REQUIREMENTS
Copy the records from the line containing "of the smiling" through the end, changing "Recorded points" to "Logged points" and leaving everything else as it is.

DATA FOR THIS TASK

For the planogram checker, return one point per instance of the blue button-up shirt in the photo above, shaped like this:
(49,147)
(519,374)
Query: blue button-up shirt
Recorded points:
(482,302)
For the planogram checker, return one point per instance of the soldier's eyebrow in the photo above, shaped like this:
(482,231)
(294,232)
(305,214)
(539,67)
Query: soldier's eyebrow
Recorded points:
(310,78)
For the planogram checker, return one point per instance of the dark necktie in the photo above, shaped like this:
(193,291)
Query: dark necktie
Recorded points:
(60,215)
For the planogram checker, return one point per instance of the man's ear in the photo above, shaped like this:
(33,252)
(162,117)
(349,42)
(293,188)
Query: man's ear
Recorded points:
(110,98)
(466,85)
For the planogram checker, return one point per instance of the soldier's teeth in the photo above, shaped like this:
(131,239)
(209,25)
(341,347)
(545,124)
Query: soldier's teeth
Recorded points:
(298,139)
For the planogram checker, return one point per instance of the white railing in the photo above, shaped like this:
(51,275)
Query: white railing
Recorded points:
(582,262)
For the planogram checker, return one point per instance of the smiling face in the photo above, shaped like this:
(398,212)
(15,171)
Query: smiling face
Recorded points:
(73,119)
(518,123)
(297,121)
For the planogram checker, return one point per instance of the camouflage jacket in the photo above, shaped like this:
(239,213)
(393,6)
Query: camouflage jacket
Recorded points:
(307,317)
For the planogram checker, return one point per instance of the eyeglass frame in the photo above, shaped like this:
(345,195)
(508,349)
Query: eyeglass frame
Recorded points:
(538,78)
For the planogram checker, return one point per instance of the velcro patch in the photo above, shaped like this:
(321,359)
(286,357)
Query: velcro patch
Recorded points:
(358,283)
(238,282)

WORKED ANSWER
For the planogram checker, return one point per instance of the smiling face in the photo above, shaped like this:
(398,212)
(15,171)
Query: smiling face
Logged points:
(73,119)
(518,123)
(297,121)
For the planogram checker, return one point per instance of the camouflage jacket in the photo above, shaped like this:
(239,213)
(393,6)
Query: camouflage jacket
Logged points:
(307,317)
For the planogram checker, return one point per instance of the eyeglass frame in the photo above, shaped like this:
(345,195)
(508,349)
Query: eyeglass frame
Logged points:
(538,78)
For the planogram checker, return one point per instance of the velcro patch in the photo above, shaped like this:
(321,359)
(286,357)
Query: velcro patch
Logged points:
(358,283)
(238,282)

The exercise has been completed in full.